%%

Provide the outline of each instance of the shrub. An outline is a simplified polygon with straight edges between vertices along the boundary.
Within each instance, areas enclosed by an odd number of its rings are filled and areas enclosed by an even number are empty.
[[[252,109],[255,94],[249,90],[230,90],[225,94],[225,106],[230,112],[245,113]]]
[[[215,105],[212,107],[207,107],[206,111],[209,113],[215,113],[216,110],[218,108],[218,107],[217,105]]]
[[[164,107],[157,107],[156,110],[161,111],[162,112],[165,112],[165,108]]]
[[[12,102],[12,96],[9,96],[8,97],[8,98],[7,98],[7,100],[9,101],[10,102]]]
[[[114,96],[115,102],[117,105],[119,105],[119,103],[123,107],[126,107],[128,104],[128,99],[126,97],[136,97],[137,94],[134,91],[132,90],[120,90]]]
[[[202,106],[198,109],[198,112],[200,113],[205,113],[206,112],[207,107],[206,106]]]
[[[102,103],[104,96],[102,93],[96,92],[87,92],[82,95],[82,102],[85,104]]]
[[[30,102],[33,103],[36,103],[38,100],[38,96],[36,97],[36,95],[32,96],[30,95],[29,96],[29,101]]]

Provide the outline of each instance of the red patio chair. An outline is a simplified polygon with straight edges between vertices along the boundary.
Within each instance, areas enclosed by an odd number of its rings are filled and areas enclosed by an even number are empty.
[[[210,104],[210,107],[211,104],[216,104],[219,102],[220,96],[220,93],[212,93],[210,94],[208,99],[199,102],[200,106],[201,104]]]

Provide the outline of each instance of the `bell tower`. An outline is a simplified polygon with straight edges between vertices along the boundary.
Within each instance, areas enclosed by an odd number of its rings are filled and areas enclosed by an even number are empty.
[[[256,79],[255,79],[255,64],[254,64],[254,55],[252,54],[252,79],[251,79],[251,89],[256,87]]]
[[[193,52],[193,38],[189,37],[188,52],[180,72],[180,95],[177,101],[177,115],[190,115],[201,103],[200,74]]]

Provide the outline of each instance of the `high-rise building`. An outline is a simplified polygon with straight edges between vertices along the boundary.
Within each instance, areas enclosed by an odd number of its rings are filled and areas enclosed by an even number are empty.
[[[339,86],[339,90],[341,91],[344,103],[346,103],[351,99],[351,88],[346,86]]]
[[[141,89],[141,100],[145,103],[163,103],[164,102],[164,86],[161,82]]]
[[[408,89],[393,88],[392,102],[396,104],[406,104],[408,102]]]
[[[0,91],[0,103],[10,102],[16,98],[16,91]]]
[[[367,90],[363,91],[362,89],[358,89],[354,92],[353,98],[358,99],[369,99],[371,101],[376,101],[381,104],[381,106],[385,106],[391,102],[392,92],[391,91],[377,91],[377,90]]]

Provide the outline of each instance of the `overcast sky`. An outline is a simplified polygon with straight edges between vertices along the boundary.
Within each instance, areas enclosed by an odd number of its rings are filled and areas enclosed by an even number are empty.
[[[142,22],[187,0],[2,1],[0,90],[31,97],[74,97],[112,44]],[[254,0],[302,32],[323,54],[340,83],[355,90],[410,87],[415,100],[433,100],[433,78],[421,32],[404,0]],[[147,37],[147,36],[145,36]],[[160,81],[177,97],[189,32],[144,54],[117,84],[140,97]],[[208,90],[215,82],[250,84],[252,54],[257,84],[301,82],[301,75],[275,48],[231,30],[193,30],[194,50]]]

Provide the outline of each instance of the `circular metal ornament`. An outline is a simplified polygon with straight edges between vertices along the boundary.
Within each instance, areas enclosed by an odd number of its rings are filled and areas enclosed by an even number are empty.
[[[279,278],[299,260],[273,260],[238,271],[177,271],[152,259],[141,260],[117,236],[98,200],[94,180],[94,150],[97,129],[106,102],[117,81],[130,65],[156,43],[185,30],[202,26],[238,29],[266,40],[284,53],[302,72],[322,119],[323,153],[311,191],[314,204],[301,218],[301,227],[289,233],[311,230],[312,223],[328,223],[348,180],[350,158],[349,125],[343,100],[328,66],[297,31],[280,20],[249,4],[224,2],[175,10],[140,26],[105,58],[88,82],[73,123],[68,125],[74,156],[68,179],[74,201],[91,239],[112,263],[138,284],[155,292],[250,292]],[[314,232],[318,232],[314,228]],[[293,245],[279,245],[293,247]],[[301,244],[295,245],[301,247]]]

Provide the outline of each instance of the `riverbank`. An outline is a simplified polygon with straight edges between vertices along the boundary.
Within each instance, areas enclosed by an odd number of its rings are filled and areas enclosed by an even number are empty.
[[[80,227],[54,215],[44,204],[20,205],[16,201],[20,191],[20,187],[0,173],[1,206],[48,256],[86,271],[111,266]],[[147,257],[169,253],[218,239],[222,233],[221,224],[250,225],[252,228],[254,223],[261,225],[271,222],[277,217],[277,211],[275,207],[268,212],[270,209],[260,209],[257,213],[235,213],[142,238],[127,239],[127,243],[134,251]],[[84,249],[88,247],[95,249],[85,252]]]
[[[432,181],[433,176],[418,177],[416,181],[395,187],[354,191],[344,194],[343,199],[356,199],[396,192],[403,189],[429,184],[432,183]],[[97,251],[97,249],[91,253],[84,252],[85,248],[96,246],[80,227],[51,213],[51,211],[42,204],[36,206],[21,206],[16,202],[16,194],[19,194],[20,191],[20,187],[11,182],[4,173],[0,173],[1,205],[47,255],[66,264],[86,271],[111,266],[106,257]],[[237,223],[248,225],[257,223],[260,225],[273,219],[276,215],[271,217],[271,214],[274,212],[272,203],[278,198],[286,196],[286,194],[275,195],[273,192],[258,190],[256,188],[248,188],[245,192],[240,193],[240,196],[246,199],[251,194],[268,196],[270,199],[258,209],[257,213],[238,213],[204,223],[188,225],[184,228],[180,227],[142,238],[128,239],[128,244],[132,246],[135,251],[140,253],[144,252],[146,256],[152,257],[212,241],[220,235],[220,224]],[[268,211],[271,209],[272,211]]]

%%

- _What the task asks_
Retype all the material above precisely, with no line left out.

- _Task response_
Provide the outline of each instance of the shrub. An outline is a simplified polygon with straight edges between vertices along the boundary.
Within each instance, areas enclosed by an odd number of its rings are filled and areas enclosed by an even number are empty.
[[[252,109],[255,94],[249,90],[230,90],[225,94],[225,106],[230,112],[245,113]]]
[[[215,105],[212,107],[207,107],[206,111],[209,113],[215,113],[216,110],[218,108],[218,107],[217,105]]]
[[[164,107],[157,107],[156,110],[161,111],[162,112],[165,112],[165,108]]]
[[[12,102],[12,96],[9,96],[8,97],[8,98],[7,98],[7,100],[9,101],[10,102]]]
[[[114,96],[115,102],[117,105],[119,105],[119,103],[123,107],[126,107],[128,104],[128,99],[126,97],[136,97],[137,94],[134,91],[132,90],[120,90]]]
[[[202,106],[198,109],[198,112],[200,113],[205,113],[206,112],[207,107],[206,106]]]
[[[102,103],[104,96],[102,93],[96,92],[87,92],[82,95],[82,102],[85,104]]]
[[[30,102],[33,103],[36,103],[38,100],[38,96],[36,97],[36,95],[32,96],[30,95],[29,96],[29,101]]]

Provide the outline of each instance of the red patio chair. An outline is a simplified polygon with straight edges between vertices along the boundary.
Within each instance, areas enclosed by an odd number of its rings are filled and areas enclosed by an even number are empty.
[[[210,104],[210,107],[211,104],[216,104],[219,102],[220,96],[220,93],[212,93],[210,94],[208,99],[199,102],[200,106],[201,104]]]

Provide the outline of each instance of the `bell tower`. An outline is a simplified polygon with straight edges between vertices along the boundary.
Within each instance, areas enclosed by an odd number of its rings are filled and areas enclosed by an even number are empty.
[[[256,79],[255,79],[255,64],[254,64],[254,55],[252,54],[252,79],[251,79],[251,89],[256,87]]]
[[[193,52],[193,38],[189,37],[188,52],[180,72],[180,95],[177,101],[177,115],[190,115],[201,103],[200,74]]]

Provide the outline of each instance of the `high-rise building`. An outline is a simplified polygon with straight edges between vertices along the boundary.
Within each instance, areas enclosed by an odd number of its rings are filled and areas enclosed by an even number are empty.
[[[339,86],[339,90],[341,91],[344,103],[346,103],[351,99],[351,88],[346,86]]]
[[[141,89],[141,100],[145,103],[163,103],[164,102],[164,86],[161,82]]]
[[[408,89],[393,88],[392,102],[396,104],[406,104],[408,102]]]
[[[0,91],[0,103],[10,102],[16,98],[16,91]]]
[[[367,90],[363,91],[362,89],[358,89],[354,92],[353,98],[358,99],[369,99],[371,101],[376,101],[381,104],[381,106],[385,106],[391,102],[392,92],[391,91],[377,91],[377,90]]]

Provide the outline of each instance of the `overcast sky`. An outline is a simplified polygon with straight edges between vertices along the boundary.
Within each instance, areas enclosed by an odd number of its rings are filled and areas enclosed by an even number are empty.
[[[142,22],[187,0],[2,1],[0,90],[31,97],[74,97],[112,44]],[[254,0],[302,32],[323,54],[340,83],[355,90],[410,87],[415,100],[433,100],[433,78],[421,32],[404,0]],[[147,37],[147,36],[145,36]],[[160,81],[177,97],[189,32],[144,54],[117,84],[140,97]],[[208,90],[215,82],[250,84],[252,54],[257,84],[301,82],[301,75],[275,48],[231,30],[193,30],[194,50]]]

Provide the outline of each instance of the `circular metal ornament`. An outline is a simplified polygon with straight edges between vertices along the boundary.
Within each instance, areas enclosed by an odd number of its rings are filled and areas enclosed by an even number are empty.
[[[279,278],[299,260],[273,260],[238,271],[177,271],[152,259],[141,260],[117,236],[98,200],[94,180],[94,150],[97,129],[106,102],[117,81],[130,65],[156,43],[185,30],[202,26],[238,29],[266,40],[284,53],[302,72],[322,119],[323,153],[311,191],[314,204],[301,218],[301,227],[289,233],[311,230],[312,223],[328,223],[348,180],[350,158],[349,125],[343,100],[328,66],[297,31],[280,20],[249,4],[224,2],[175,10],[140,26],[105,58],[88,82],[73,123],[68,125],[74,156],[68,179],[74,201],[91,239],[112,263],[138,284],[155,292],[250,292]],[[314,232],[318,232],[314,228]],[[293,245],[279,245],[293,247]],[[301,244],[295,245],[301,247]]]

Provide the outline of each instance of the `riverbank`. An outline is a simplified polygon with straight edges between vertices along the boundary.
Within each instance, areas enclosed by an odd number of its rings are filled and areas enclosed by an even number are empty.
[[[80,227],[54,215],[44,204],[20,205],[16,201],[20,191],[20,187],[0,173],[1,206],[48,256],[86,271],[111,266]],[[147,257],[169,253],[218,239],[222,233],[221,224],[250,225],[252,228],[254,223],[261,225],[271,222],[277,217],[277,211],[275,207],[268,212],[270,209],[260,209],[257,213],[235,213],[142,238],[127,239],[127,243],[134,251]],[[84,249],[88,247],[95,249],[85,252]]]
[[[432,181],[433,176],[418,177],[416,181],[395,187],[354,191],[344,194],[343,199],[356,199],[396,192],[403,189],[429,184],[432,183]],[[97,251],[97,249],[91,253],[84,252],[85,248],[96,246],[80,227],[51,213],[51,211],[42,204],[36,206],[21,206],[16,202],[16,194],[19,194],[20,191],[20,187],[11,182],[4,173],[0,173],[1,205],[47,255],[66,264],[86,271],[111,266],[106,257]],[[237,223],[248,225],[257,223],[260,225],[273,219],[276,215],[271,217],[271,214],[274,212],[272,203],[278,198],[286,196],[286,194],[275,195],[273,192],[258,190],[256,188],[248,188],[245,192],[240,193],[240,196],[246,199],[251,194],[268,196],[270,199],[258,209],[257,213],[238,213],[204,223],[188,225],[184,228],[180,227],[142,238],[128,239],[128,244],[132,246],[135,251],[140,253],[144,252],[146,256],[152,257],[212,241],[220,235],[220,224]],[[268,211],[271,209],[272,211]]]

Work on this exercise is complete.